> Stored data entries:
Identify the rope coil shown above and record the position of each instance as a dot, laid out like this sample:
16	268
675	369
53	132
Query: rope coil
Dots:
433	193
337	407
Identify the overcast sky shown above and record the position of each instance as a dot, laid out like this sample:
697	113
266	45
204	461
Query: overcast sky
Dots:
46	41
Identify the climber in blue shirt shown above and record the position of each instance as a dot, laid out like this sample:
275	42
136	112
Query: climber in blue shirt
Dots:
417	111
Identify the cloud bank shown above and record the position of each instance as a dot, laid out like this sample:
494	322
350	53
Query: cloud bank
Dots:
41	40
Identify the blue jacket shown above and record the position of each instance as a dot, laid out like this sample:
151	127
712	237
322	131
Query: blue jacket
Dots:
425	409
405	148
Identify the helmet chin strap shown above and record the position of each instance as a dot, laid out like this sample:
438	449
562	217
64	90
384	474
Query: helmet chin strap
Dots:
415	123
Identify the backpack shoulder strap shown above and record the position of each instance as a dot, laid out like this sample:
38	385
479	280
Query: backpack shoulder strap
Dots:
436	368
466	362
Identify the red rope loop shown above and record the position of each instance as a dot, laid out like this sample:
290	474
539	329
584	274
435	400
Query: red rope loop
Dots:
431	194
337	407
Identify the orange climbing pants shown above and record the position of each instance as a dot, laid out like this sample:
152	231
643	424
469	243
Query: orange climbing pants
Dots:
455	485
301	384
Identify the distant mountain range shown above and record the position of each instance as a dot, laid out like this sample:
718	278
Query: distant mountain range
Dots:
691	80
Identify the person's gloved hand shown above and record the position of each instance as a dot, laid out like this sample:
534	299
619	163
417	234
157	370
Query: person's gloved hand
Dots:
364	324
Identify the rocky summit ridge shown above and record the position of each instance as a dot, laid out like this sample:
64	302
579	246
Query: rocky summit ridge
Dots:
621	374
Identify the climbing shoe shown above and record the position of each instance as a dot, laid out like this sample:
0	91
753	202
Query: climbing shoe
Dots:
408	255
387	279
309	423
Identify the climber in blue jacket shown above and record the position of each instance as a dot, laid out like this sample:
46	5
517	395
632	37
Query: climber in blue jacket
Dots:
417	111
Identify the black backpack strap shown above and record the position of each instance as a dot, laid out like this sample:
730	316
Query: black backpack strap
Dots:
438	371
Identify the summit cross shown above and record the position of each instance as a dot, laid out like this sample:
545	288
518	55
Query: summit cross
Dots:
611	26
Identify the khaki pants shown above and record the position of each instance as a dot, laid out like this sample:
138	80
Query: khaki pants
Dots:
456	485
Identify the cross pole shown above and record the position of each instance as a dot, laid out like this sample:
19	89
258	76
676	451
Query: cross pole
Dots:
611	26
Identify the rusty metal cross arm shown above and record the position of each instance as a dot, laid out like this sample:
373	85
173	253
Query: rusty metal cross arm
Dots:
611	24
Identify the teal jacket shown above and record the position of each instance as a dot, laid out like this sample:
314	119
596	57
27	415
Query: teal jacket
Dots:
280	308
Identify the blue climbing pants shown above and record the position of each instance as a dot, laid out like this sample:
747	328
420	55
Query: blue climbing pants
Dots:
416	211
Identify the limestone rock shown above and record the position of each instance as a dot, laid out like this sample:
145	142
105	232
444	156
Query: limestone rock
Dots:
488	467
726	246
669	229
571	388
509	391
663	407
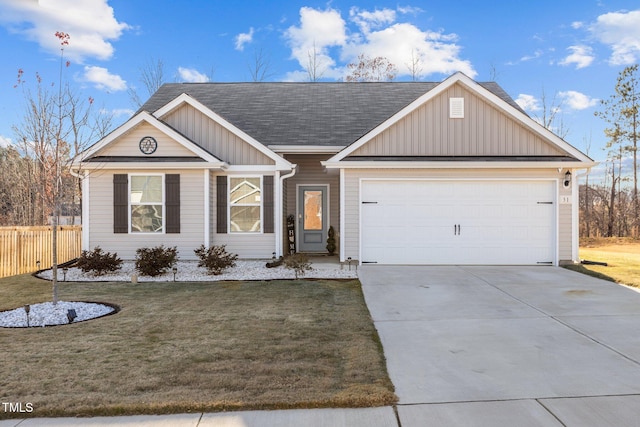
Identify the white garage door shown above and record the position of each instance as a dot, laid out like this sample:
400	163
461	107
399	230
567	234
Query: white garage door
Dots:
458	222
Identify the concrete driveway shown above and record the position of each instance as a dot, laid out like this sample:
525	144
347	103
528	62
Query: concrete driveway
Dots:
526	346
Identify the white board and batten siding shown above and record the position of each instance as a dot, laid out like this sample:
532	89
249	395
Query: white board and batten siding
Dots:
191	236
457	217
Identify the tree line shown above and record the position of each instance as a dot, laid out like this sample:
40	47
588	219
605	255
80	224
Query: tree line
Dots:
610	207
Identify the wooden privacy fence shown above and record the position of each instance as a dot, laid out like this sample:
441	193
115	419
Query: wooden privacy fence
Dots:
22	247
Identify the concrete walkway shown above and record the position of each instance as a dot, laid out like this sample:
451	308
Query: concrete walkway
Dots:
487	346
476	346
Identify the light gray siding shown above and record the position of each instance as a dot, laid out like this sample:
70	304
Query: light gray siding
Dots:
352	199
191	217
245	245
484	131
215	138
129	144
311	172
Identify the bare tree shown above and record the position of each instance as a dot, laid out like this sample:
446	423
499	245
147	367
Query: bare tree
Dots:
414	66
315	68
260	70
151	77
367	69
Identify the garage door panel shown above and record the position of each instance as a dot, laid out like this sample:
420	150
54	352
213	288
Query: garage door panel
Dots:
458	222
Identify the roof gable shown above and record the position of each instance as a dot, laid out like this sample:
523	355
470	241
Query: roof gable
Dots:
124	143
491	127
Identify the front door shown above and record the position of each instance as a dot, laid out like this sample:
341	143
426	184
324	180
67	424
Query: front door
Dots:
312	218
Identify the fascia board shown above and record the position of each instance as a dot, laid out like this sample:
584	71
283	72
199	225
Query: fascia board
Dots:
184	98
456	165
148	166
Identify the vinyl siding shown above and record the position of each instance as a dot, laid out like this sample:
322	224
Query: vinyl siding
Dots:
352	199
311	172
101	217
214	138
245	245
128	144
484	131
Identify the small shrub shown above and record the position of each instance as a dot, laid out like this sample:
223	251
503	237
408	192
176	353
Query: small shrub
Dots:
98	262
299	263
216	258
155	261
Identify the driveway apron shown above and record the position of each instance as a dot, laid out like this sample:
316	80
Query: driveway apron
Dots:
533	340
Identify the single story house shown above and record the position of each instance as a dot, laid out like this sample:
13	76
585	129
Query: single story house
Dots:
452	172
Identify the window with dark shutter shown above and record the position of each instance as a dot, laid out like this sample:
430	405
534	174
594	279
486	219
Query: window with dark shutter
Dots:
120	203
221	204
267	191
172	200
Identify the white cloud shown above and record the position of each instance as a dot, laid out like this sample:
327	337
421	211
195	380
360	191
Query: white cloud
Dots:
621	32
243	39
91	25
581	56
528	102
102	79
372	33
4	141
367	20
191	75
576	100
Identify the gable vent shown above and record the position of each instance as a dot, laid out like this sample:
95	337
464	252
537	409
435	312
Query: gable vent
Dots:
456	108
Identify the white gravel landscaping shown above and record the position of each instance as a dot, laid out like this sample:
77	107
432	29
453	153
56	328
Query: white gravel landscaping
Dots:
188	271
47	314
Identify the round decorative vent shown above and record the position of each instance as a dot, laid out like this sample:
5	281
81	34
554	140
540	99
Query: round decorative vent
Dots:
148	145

> What needs to be done: Transcribe the records above exactly, omitting every picture they contain.

> Reply:
Identify the rope coil shown above and record the position of each instance as a dot, laid out like this sample:
16	268
675	369
53	132
Query: rope coil
Dots:
433	193
337	407
Identify the overcast sky shown above and record the position of each instance as a dot, laid out like this sample:
697	113
266	45
204	461
Query: overcast sky
Dots:
46	41
Identify the climber in blue shirt shown above and record the position of each instance as a dot, laid out like this sample:
275	42
136	112
Query: climber in blue shirt
Dots:
417	111
Identify the cloud bank shown above and record the position of each instance as a dot, laid out like this sample:
494	322
350	53
Query: cloud bank
Dots:
41	40
Identify the blue jacket shown above and record the position of each instance as a dot, laid out like this sample:
151	127
712	237
322	131
Query: blue jacket
Dots:
425	409
405	148
Identify the helmet chin strap shown above and record the position of each instance as a dot, laid out like this sample:
438	449
562	217
64	90
384	474
Query: helmet chin strap
Dots:
415	123
Identify the backpack shoulder strap shown above and record the position of each instance as a dot, laid out like this sample:
38	385
479	280
Query: backpack shoulder strap
Dots:
436	368
466	362
Identify the red rope loop shown above and record the position of each instance as a dot, laid out like this sample:
290	474
539	329
584	274
435	400
Query: red rope loop
Dots:
431	194
337	407
Identify the orange climbing pants shown above and record the position of each instance as a dot, laid out like this sample:
152	231
643	424
469	243
Query: orange climbing pants
Dots:
455	485
301	384
Identify the distant mountain range shown above and record the position of each instance as a dot, laid out like this sample:
718	278
Query: distant mountain range
Dots:
691	80
Identify the person's gloved hand shown above and record the position of each instance as a dot, laid out like this sample:
534	299
619	163
417	234
157	370
Query: person's gloved hand
Dots:
364	324
Identify the rocky summit ridge shown above and record the position of each instance as a dot, laid out like this sample:
64	302
579	246
Query: rocky summit ridge
Dots:
621	374
Identify the climbing shoe shown above and record the position of each instance as a dot, laid out like this sample:
0	91
753	202
Query: climbing shoe
Dots:
408	255
387	279
309	423
Identify the climber in blue jacket shown above and record the position of each instance as a dot, laid out like this sample:
46	5
517	395
632	37
Query: climber in blue jacket
Dots:
417	111
Identify the black backpack strap shown above and record the position of each instance as a dot, laid out like this sample:
730	316
Query: black backpack strap
Dots:
438	371
Identify the summit cross shown above and record the position of each instance as a dot, laid out like this sample:
545	288
518	55
Query: summit cross
Dots:
611	26
Identify the khaki pants shown above and record the position of each instance as a dot, laid out like this sample:
138	80
Query: khaki pants
Dots:
456	485
Identify the cross pole shown above and record the position of each instance as a dot, laid out like this sample:
19	89
258	76
676	451
Query: cross pole
Dots:
611	26
Identify the rusty metal cross arm shown above and record the position of each instance as a dot, laid out like this sample:
373	85
173	253
Query: rusty metal cross arm
Dots:
611	24
Identify the teal jacket shown above and record the position of each instance as a dot, laid out like this sample:
314	119
596	57
27	415
Query: teal jacket
Dots:
280	308
Identify the blue climbing pants shown above and record the position of each instance as a dot, laid out like this sample:
747	328
420	55
Query: blue climbing pants
Dots:
416	211
Identify the limestone rock shown above and record the position of each instance as a dot, laid out like this sample:
145	142
105	232
444	156
Query: limestone rock
Dots:
488	467
726	246
669	229
571	388
509	391
663	407
Identify the white garage door shown above and record the position of each instance as a dot, laid out like this sample:
400	163
461	107
399	230
567	234
Query: white garage door
Dots:
458	222
Identify the concrete driveway shown above and record the position of each instance as a dot, laid out like this sample:
525	144
347	103
528	62
Query: concrete driveway
Dots:
526	346
Identify the white board and batten siding shown above and record the position of each instance as a dot, laid out like this sample:
532	89
249	395
Query: white board and batten siding
Dots:
191	236
457	217
Identify the tree line shown above and record the position of each instance as a dot, laid out like this sample:
40	47
588	219
605	255
80	224
Query: tree line
Dots:
610	207
Identify the wooden privacy fence shown above and record the position of each instance as a dot, laid out like this sample:
441	193
115	419
Query: wooden privacy fence
Dots:
22	247
Identify the concrete walkway shown above and record the position of each instance as a dot, laid out like this sample:
451	308
Query: concrete walkway
Dots:
487	346
476	346
Identify the light gray siding shown above and record the position of each instance as a dot, laid out like this sample:
70	304
Query: light gray siding
Dots:
352	199
191	217
245	245
484	131
215	138
129	144
311	172
Identify the bare tree shown above and record the position of each instance as a dot, laid out like this sample:
446	423
499	245
147	367
Query: bare tree
Dots:
414	66
315	68
260	70
151	77
367	69
Identify the garage door panel shown above and record the position of each instance as a dot, laid out like this sample:
420	150
54	352
213	288
Query: garage door panel
Dots:
458	222
Identify the roof gable shown above and record the position of each instance as a dot, laid out like this sample:
523	355
470	241
Query: roof gable
Dots:
124	143
491	127
Identify the front door shown above and record the position of each instance as a dot, laid out like this sample:
341	143
426	184
324	180
67	424
Query: front door
Dots:
312	218
Identify the fascia board shown above and record the position of each instance as a dot, laid out like this sample:
584	71
283	72
199	225
Query: fascia board
Dots:
184	98
456	165
148	166
Identify the vinyl siding shown above and record the position of each instance as a dot, laid out like this sample:
322	224
Query: vinyl siding
Dots:
352	199
311	172
101	217
214	138
245	245
128	144
484	131
Identify the small shrub shown above and record the position of each instance as a dot, laid out like this sample:
223	251
503	237
408	192
176	353
Query: small shrub
Dots:
98	262
299	263
216	258
155	261
Identify the driveway apron shown above and record the position of each instance as a dot, laid out like this sample:
316	80
Query: driveway apron
Dots:
533	340
Identify the single story house shown above and record the position of each instance as a dot, laid out like this sample:
13	76
585	129
Query: single story house
Dots:
452	172
Identify the window with dark shutter shown above and record the position of each instance as a dot, laid out like this sample:
430	405
534	174
594	279
486	219
Query: window with dark shutter
Dots:
120	203
221	204
267	191
172	200
Identify the white cloud shown above and record the position of each instance as a dot, laid out like this sample:
327	337
421	211
195	380
360	191
Query: white cloud
Dots:
621	32
243	39
91	25
581	56
528	102
102	79
372	33
4	141
367	20
191	75
576	100
Identify the gable vent shown above and record the position of each instance as a dot, laid out like this sample:
95	337
464	252
537	409
435	312
Query: gable vent
Dots:
456	108
Identify the white gravel landscaping shown above and record the position of each instance as a dot, laid out like this sample:
77	107
432	29
453	153
56	328
Query: white gravel landscaping
Dots:
188	271
47	314
Identify the round decorative vent shown above and record the position of each instance as a dot, laid out like this sample:
5	281
81	34
554	140
540	99
Query: round decorative vent
Dots:
148	145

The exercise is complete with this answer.